**DATASET CONTENT:**
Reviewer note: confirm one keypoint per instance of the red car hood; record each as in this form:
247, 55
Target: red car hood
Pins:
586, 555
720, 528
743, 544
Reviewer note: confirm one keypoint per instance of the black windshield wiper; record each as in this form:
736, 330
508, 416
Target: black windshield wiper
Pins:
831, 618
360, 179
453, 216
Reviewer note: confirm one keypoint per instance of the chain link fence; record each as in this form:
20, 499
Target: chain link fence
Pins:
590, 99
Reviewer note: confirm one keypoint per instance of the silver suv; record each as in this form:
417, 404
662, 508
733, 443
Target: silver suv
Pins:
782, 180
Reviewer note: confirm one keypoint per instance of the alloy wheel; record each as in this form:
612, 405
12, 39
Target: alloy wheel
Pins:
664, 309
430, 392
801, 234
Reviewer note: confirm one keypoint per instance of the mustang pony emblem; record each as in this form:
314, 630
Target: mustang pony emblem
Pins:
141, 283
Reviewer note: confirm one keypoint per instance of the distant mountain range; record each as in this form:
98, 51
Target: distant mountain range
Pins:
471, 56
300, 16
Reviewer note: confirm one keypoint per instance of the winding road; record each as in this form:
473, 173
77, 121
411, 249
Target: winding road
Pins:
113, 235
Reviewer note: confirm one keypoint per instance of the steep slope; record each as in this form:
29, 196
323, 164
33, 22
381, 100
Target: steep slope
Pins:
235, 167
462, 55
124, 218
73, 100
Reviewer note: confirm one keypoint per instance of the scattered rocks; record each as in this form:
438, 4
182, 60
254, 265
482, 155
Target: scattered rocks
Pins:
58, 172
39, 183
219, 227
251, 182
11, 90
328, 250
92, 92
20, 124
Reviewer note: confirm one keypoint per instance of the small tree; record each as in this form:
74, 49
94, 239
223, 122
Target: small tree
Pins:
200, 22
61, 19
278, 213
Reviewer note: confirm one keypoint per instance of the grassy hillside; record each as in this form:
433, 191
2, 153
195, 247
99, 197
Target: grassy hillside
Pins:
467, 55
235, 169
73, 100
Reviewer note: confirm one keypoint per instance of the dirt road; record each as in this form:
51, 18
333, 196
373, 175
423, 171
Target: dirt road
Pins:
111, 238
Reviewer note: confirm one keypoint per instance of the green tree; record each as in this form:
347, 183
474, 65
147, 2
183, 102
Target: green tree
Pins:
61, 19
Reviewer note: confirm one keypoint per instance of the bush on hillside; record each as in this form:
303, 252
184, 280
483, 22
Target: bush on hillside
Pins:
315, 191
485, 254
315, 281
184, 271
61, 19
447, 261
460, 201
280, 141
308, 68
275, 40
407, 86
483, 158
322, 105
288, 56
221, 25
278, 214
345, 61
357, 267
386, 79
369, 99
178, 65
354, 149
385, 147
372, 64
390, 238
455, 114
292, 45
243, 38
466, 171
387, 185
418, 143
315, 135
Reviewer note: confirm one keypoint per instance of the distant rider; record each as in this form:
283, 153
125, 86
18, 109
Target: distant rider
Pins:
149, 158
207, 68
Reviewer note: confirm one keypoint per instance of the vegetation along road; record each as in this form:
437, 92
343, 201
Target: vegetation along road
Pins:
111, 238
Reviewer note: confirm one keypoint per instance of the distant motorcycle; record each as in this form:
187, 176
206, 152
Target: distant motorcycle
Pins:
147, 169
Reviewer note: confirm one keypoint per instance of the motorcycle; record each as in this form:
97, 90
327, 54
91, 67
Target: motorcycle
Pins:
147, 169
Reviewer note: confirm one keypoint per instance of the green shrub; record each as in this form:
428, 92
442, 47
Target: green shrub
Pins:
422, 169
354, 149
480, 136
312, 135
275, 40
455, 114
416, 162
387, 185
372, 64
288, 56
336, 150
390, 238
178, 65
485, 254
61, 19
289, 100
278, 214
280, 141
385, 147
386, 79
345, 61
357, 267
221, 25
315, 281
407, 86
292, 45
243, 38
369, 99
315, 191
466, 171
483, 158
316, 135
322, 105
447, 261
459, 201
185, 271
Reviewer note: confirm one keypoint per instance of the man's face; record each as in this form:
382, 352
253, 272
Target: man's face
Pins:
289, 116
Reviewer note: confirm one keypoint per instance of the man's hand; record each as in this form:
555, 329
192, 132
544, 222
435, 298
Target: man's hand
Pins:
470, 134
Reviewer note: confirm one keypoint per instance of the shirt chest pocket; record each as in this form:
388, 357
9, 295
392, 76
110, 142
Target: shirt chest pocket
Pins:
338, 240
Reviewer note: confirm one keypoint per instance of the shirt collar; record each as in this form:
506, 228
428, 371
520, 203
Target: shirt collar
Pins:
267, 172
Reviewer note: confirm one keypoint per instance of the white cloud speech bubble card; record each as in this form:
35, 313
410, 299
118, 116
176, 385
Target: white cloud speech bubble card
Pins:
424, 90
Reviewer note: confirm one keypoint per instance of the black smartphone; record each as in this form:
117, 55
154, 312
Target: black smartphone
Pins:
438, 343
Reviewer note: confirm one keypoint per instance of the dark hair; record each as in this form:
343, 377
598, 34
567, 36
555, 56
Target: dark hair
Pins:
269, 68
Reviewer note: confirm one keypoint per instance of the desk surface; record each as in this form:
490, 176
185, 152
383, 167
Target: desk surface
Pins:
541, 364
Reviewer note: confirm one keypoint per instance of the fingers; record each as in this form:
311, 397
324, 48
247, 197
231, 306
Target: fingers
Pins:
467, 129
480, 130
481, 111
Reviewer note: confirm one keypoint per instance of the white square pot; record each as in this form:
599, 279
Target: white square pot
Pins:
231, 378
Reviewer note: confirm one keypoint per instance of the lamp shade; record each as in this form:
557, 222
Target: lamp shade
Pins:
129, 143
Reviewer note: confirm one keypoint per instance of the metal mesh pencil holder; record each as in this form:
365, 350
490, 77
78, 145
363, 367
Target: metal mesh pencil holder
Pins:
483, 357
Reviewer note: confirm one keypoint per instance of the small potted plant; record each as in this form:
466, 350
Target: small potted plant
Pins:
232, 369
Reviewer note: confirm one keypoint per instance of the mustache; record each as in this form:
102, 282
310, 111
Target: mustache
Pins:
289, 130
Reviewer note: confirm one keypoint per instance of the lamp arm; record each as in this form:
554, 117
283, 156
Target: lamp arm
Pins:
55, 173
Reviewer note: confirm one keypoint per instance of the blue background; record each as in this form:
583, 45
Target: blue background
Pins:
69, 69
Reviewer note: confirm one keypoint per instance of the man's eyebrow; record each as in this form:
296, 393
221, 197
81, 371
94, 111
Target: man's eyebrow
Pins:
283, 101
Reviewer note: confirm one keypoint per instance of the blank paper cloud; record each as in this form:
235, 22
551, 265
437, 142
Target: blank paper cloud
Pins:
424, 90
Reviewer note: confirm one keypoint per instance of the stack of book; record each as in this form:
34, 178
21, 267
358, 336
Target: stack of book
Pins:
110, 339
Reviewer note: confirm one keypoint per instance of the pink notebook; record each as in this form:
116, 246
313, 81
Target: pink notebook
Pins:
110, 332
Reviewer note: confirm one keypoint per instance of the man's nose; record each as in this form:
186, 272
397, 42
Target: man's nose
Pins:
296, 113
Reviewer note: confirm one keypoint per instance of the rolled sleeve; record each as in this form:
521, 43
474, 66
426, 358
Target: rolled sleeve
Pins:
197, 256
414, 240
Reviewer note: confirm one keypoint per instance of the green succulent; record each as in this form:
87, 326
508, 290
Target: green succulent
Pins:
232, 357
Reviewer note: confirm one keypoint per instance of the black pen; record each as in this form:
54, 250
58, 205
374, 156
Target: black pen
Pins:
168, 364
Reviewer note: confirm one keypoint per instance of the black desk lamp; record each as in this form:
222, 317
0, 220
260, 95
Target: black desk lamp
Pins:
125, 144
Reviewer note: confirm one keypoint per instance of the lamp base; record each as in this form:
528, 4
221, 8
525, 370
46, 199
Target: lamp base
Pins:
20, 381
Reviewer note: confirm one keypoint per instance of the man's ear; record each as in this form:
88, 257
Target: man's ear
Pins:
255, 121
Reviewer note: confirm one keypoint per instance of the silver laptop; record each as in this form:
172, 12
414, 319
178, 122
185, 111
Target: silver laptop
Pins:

**EXERCISE OBJECTIVE:** Your task is to output exactly the lines running from the one with "the green succulent;" through the final line of the material above, with both ends included.

**CORRECT OUTPUT:**
Reviewer note: confirm one keypoint per instance of the green succulent; record each as in this form:
87, 326
508, 290
Target: green succulent
Pins:
232, 357
Reviewer note: confirm one keypoint per instance of the black pen; record each as in this form:
54, 250
58, 205
374, 156
Target: black pen
Pins:
168, 364
Reviewer note: confirm one keypoint per instance of the black desk lamp; record each as in this form:
222, 317
0, 220
260, 95
Target: black desk lamp
Pins:
125, 144
Reviewer note: confirm one keypoint per instance of the lamp base; record each as in this form:
528, 4
221, 8
525, 370
46, 199
Target: lamp base
Pins:
20, 381
Reviewer note: confirm one keypoint per instance of the man's ear; record each as in this form:
88, 257
Target: man's ear
Pins:
255, 121
Reviewer note: confirm one keypoint per instance of the silver laptop; record each as in this form:
172, 12
414, 319
178, 122
185, 111
Target: silver laptop
Pins:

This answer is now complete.